#### [Stated problem 1]
Based on the passage on the Subpoena Duces Tecum, explain why Section 5(c) of the Tax Code gives the Commissioner of Internal Revenue the power to command the production of books, papers, and records. Answer in one to three sentences.

It is only when the taxpayer fails to substantially comply with the Final Notice to submit required records and documents will a Subpoena Duces Tecum (SDT) be issued by the BIR to the taxpayer. Pursuant to Revenue Memorandum Order (RMO) No. 10-2013, in case the information or records requested are not furnished within the period prescribed in the written notice, or when the information or records submitted are substantially incomplete, the revenue officer conducting a verification or investigation is to request an SDT through a Memorandum Report. The officer is to state therein the relevant facts, specify the particular documents or records not made available to him and the taxpayer liable or the third party or office concerned.

WHAT IS AN SDT?
Pursuant to Section 1 of Rule 21 of the Rules of Court, it is worthy to note that an SDT is a coercive process requiring the taxpayer to bring with him any books, documents, or other things under his control. (8199 Convenience Corp. v. Commissioner of Internal Revenue, C.T.A. EB Case No. 1912, Sept. 3, 2020)

Pursuant to Section 2 of the Tax Code, as amended, the BIR is conferred the authority to assess and collect all national internal revenue taxes, fees, and charges. To aid the BIR in the discharge of such mandate, Section 5(c) of the Tax Code endows upon the Commissioner of Internal Revenue, or his duly authorized representatives, the power to command the production of books, papers, records, or other data of any person liable for tax, required to file a tax return, or in the possession of such documents.

ENFORCEMENT
As a rule, the SDT is served by personally delivering a copy of the SDT to the party at his registered address before it is served to the taxpayer’s known address, or simultaneously to the taxpayer’s registered address and known address. In case personal service is not practicable, the SDT may be served by substituted service or by mail as per RMO No. 10-2013, as amended by RMO No. 08-2014.

If a taxpayer receives an SDT from the BIR, the taxpayer is given a final opportunity to comply with the request for documents by the BIR and is ordered to appear in person before the Commissioner or his duly authorized representative at the time and place specified in the SDT. From there, the taxpayer is allowed to submit the requested documents by the BIR and/or to present his side and supporting alternative documents in case of unavailability or inapplicability of the documents requested.

CRIMINAL ACTION
For failure to obey the directives of an SDT, which is to personally appear before the requesting officer and to produce the requested documents, Section 266 of the Tax Code, as amended, provides for a punishment of fine and imprisonment for the unwilling or unsuspecting taxpayer. Section 266 of the Tax Code, as amended, penalizes by fine and imprisonment any person, who, despite being summoned, neglects to produce books of account, records, memoranda, or other papers required therein.

In the case of Ang vs. People, (CTA EB Criminal Case No.095, Aug. 2, 2023), the Court of Tax Appeal En Banc outlined the elements of this offense. First, the offender is duly summoned; second, offender is summoned to appear and produce books of account, records, memoranda or other reports, or to furnish information as required by the Tax Code, as amended; and third, the offender neglects to appear or to produce the documents just mentioned.

#### [Information given]
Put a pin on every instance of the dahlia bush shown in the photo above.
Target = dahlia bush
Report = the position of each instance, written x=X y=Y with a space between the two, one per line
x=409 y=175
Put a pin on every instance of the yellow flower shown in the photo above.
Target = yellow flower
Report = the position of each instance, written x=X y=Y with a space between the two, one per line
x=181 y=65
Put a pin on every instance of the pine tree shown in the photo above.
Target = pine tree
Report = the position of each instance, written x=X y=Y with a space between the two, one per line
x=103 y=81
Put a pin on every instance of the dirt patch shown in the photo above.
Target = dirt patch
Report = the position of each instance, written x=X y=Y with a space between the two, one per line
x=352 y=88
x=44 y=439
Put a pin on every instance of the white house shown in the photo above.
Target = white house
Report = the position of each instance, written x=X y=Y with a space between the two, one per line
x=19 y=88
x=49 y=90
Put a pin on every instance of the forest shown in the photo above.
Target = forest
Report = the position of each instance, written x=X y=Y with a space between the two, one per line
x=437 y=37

#### [Stated problem 2]
Rewrite the records from the line containing "Put a pin on every instance of the white" through the end of the records, inclusive. Replace every "white house" with "red barn" and leave everything else unchanged.

#### [Solution 1]
Section 2 of the Tax Code gives the BIR the authority to assess and collect all national internal revenue taxes, fees, and charges. Section 5(c) gives the Commissioner, or his duly authorized representatives, the power to command the production of books, papers, records, or other data to help the BIR carry out that mandate.

#### [Solution 2]
Put a pin on every instance of the red barn shown in the photo above.
Target = red barn
Report = the position of each instance, written x=X y=Y with a space between the two, one per line
x=19 y=88
x=49 y=90
Put a pin on every instance of the forest shown in the photo above.
Target = forest
Report = the position of each instance, written x=X y=Y with a space between the two, one per line
x=437 y=37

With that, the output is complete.